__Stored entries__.
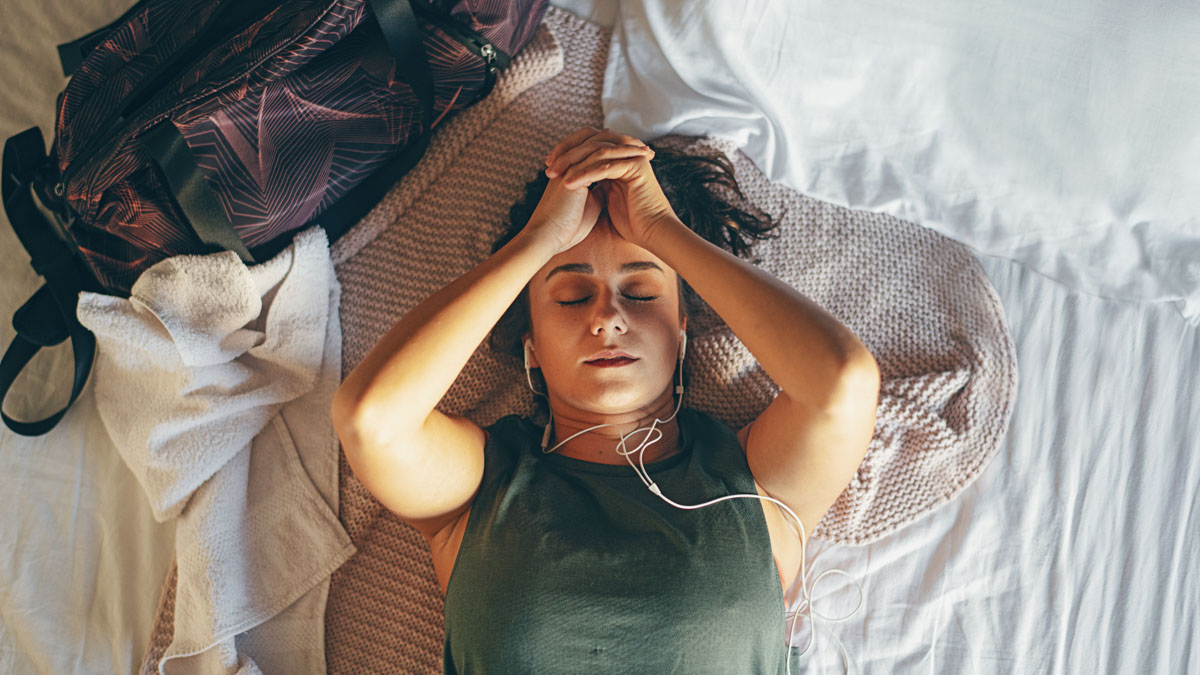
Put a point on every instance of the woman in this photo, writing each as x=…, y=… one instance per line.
x=569, y=561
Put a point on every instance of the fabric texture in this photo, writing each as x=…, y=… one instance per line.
x=215, y=381
x=1062, y=137
x=569, y=566
x=918, y=300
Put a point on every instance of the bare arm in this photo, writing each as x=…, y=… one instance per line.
x=397, y=386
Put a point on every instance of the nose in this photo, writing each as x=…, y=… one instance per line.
x=607, y=317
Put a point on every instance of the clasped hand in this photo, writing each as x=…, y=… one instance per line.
x=597, y=168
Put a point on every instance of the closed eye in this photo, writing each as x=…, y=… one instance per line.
x=633, y=298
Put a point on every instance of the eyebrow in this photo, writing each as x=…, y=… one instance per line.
x=585, y=268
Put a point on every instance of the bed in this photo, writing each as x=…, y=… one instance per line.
x=1071, y=553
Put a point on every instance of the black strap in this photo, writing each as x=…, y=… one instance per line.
x=49, y=316
x=201, y=204
x=71, y=54
x=405, y=40
x=191, y=189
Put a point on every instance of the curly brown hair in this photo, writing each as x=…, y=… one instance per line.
x=702, y=191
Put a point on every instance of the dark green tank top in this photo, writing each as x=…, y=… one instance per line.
x=569, y=566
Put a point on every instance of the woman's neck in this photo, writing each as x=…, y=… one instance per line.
x=601, y=446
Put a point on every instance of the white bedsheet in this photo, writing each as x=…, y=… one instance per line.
x=1061, y=135
x=1073, y=551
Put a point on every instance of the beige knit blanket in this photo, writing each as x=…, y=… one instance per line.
x=919, y=302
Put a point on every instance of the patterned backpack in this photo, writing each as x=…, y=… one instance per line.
x=193, y=127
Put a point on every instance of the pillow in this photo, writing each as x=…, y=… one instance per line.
x=1063, y=136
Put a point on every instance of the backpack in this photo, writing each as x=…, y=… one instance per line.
x=231, y=125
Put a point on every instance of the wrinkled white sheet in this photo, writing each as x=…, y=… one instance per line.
x=1063, y=135
x=1073, y=551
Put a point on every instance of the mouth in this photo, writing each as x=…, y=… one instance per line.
x=611, y=363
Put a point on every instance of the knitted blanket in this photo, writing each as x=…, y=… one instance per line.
x=918, y=300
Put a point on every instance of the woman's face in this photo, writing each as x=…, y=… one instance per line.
x=601, y=278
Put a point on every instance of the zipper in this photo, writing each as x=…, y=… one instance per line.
x=126, y=124
x=473, y=41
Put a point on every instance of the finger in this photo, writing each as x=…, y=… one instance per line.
x=595, y=151
x=573, y=141
x=591, y=133
x=610, y=169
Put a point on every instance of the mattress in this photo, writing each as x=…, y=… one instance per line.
x=1072, y=553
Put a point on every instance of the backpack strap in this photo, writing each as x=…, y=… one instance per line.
x=49, y=316
x=191, y=190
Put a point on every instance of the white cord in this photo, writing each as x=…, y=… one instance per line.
x=805, y=587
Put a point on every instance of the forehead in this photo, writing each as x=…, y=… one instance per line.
x=604, y=254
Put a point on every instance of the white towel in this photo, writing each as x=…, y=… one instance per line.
x=215, y=382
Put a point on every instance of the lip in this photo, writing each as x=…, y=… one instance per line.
x=611, y=363
x=610, y=354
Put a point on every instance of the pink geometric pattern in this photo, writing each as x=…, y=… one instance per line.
x=283, y=117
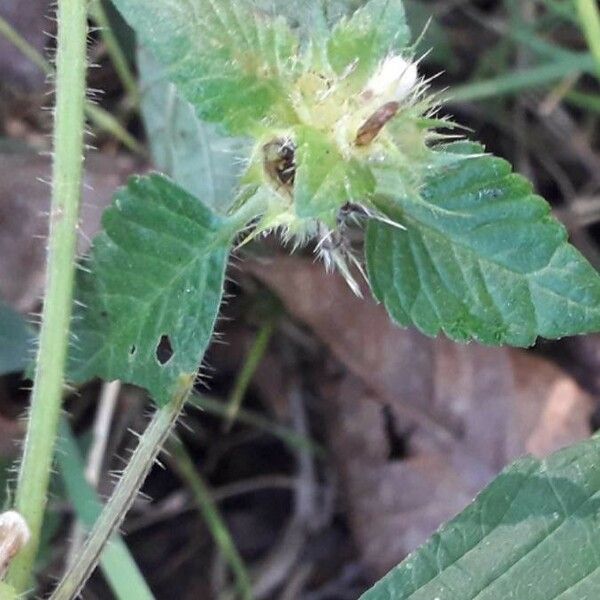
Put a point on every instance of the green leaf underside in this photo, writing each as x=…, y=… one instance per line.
x=324, y=180
x=482, y=258
x=195, y=154
x=157, y=270
x=16, y=341
x=362, y=41
x=530, y=535
x=232, y=63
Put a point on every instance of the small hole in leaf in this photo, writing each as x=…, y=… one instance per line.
x=398, y=441
x=164, y=350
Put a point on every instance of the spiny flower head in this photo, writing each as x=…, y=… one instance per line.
x=318, y=173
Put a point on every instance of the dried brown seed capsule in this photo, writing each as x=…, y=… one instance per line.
x=279, y=159
x=368, y=131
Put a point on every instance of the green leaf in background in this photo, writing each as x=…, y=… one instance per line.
x=16, y=341
x=530, y=535
x=149, y=304
x=362, y=41
x=195, y=154
x=482, y=257
x=230, y=62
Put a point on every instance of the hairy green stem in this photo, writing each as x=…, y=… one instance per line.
x=124, y=494
x=46, y=399
x=97, y=115
x=120, y=569
x=589, y=18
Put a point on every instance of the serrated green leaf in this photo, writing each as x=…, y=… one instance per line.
x=16, y=341
x=482, y=258
x=324, y=180
x=195, y=154
x=156, y=272
x=530, y=535
x=373, y=32
x=232, y=63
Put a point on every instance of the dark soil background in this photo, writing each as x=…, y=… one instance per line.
x=398, y=431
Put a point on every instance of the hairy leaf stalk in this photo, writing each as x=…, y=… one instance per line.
x=124, y=493
x=47, y=392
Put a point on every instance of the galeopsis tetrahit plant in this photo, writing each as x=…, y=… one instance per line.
x=343, y=128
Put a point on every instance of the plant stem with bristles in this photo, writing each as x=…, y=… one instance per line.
x=46, y=399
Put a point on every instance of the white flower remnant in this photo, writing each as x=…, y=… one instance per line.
x=396, y=79
x=14, y=534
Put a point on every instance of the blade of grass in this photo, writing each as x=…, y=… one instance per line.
x=291, y=438
x=118, y=566
x=114, y=512
x=183, y=464
x=246, y=373
x=523, y=79
x=97, y=115
x=117, y=57
x=589, y=19
x=46, y=397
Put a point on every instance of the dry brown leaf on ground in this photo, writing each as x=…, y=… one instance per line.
x=23, y=217
x=30, y=20
x=472, y=410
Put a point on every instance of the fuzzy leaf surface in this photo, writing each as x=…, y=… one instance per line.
x=531, y=534
x=195, y=154
x=156, y=271
x=482, y=257
x=230, y=62
x=363, y=40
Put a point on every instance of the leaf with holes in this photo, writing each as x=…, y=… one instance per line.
x=481, y=258
x=359, y=43
x=531, y=534
x=232, y=63
x=147, y=306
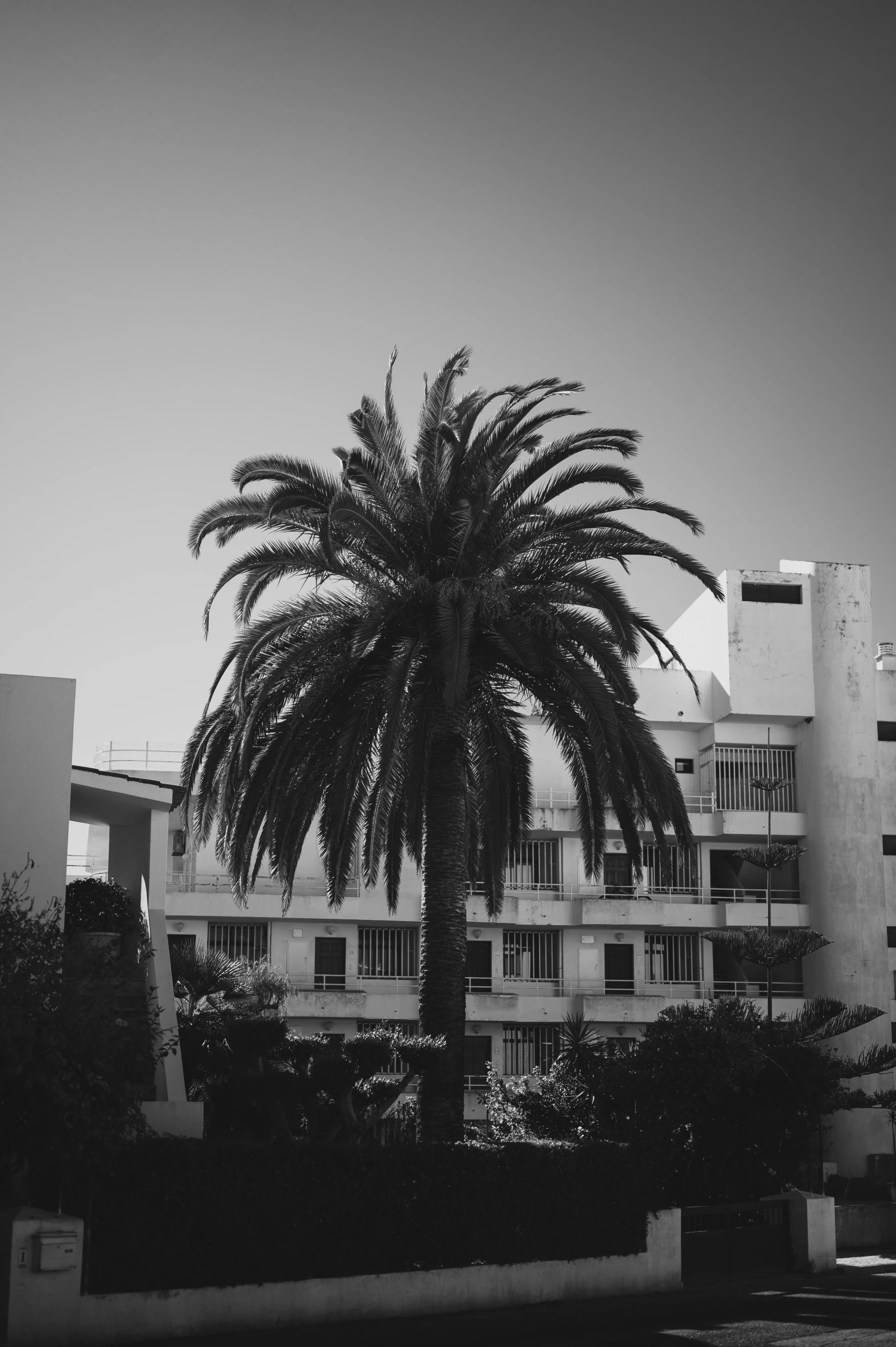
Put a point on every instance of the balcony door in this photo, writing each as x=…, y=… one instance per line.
x=477, y=1060
x=478, y=965
x=619, y=970
x=330, y=963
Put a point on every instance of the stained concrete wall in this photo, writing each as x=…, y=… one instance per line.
x=844, y=864
x=37, y=724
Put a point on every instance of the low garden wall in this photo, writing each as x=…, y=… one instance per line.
x=139, y=1315
x=178, y=1214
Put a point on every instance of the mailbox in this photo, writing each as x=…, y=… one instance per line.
x=55, y=1250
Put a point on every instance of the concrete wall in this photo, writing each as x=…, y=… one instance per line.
x=844, y=864
x=37, y=722
x=866, y=1225
x=174, y=1314
x=770, y=650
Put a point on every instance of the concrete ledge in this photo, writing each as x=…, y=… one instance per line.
x=866, y=1225
x=174, y=1117
x=136, y=1317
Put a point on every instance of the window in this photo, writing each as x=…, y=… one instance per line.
x=387, y=951
x=477, y=1060
x=478, y=966
x=617, y=875
x=529, y=1047
x=534, y=865
x=673, y=958
x=532, y=955
x=409, y=1028
x=240, y=941
x=677, y=875
x=752, y=593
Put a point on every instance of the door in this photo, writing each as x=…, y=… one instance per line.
x=588, y=967
x=296, y=961
x=478, y=965
x=477, y=1058
x=330, y=963
x=619, y=970
x=618, y=875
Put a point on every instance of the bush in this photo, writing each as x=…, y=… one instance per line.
x=94, y=904
x=177, y=1212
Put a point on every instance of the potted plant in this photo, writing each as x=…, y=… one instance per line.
x=97, y=914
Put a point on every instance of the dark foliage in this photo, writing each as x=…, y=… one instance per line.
x=717, y=1104
x=209, y=1214
x=78, y=1046
x=96, y=904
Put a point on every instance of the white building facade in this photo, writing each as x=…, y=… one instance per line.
x=790, y=686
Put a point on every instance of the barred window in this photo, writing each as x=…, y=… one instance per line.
x=529, y=1047
x=388, y=953
x=679, y=875
x=534, y=865
x=241, y=941
x=673, y=958
x=411, y=1029
x=532, y=955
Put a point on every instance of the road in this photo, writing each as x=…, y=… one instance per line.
x=855, y=1306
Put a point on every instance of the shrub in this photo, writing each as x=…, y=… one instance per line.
x=94, y=904
x=177, y=1212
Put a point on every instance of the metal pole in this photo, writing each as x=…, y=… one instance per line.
x=768, y=872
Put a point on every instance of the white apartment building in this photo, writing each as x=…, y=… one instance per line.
x=786, y=659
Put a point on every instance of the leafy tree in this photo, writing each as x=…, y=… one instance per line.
x=78, y=1044
x=716, y=1104
x=441, y=589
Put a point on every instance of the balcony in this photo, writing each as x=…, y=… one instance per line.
x=312, y=887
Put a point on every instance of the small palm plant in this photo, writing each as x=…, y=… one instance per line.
x=443, y=589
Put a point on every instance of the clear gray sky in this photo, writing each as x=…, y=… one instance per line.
x=220, y=218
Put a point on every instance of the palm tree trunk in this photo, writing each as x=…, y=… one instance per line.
x=443, y=931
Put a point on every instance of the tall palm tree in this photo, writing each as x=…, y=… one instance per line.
x=443, y=589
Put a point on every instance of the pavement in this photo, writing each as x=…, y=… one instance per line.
x=853, y=1306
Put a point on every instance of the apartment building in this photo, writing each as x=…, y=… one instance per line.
x=787, y=686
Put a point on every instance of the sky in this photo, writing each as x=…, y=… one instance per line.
x=219, y=219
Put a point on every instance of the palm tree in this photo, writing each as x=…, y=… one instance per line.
x=443, y=588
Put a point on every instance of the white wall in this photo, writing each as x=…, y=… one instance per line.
x=37, y=722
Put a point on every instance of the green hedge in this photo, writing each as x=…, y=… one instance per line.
x=212, y=1214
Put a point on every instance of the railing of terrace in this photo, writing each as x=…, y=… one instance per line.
x=552, y=987
x=302, y=888
x=554, y=799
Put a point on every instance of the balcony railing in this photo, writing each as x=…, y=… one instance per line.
x=567, y=800
x=220, y=883
x=696, y=989
x=81, y=867
x=644, y=894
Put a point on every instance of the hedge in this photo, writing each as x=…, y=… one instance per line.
x=177, y=1212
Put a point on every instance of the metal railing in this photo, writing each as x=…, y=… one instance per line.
x=644, y=894
x=696, y=989
x=553, y=799
x=138, y=756
x=730, y=769
x=81, y=867
x=353, y=982
x=220, y=883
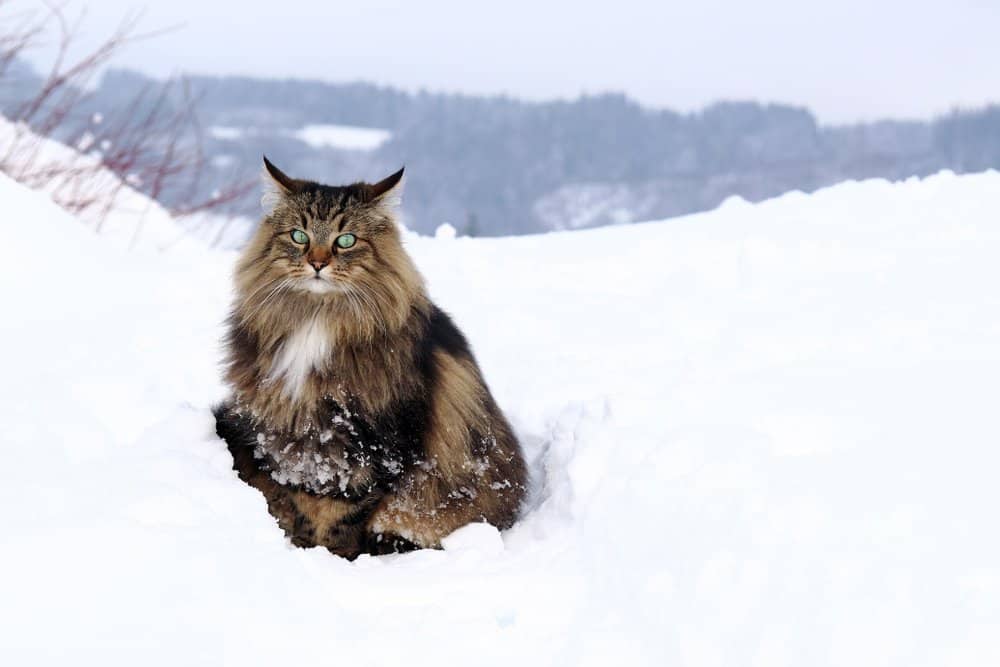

__TASK BRIEF__. Arrange the lines of the listing from the one containing "Put a point on every instance of the leafy" through the one containing "x=443, y=588" as a Markdown table. Use the columns Row and Line, number each row, and omit blank lines.

__TASK SOLUTION__.
| Row | Line |
|---|---|
| 1 | Put a point on every instance of the leafy tree in this photo, writing each as x=…, y=… one instance per line. |
| 2 | x=78, y=1044 |
| 3 | x=716, y=1104 |
| 4 | x=441, y=589 |
| 5 | Put a point on every instance of the balcony in this photo, writing each as x=…, y=… one instance per line. |
| 6 | x=312, y=887 |
| 7 | Put a point on every instance of the small palm plant in this photo, writing each as x=…, y=… one instance per line. |
| 8 | x=443, y=589 |
| 9 | Put a point on every instance of the clear gray sky in this photo, writing each as x=…, y=… one instance per line. |
| 10 | x=220, y=218 |
| 11 | Put a point on every instance of the palm tree trunk in this photo, writing each as x=…, y=… one instance per line. |
| 12 | x=443, y=931 |
| 13 | Put a point on every instance of the tall palm tree in this photo, writing each as x=…, y=… one instance per line. |
| 14 | x=443, y=589 |
| 15 | Put a point on every instance of the pavement in this photo, writing each as x=…, y=… one instance per line. |
| 16 | x=853, y=1306 |
| 17 | Put a point on every instance of the apartment building in this photo, writing each as x=…, y=… one instance per line. |
| 18 | x=787, y=686 |
| 19 | Put a point on every instance of the sky in this photo, writing each as x=…, y=… one instance per line. |
| 20 | x=219, y=219 |
| 21 | Put a point on every instance of the palm tree in this photo, writing each as x=…, y=… one instance per line. |
| 22 | x=443, y=588 |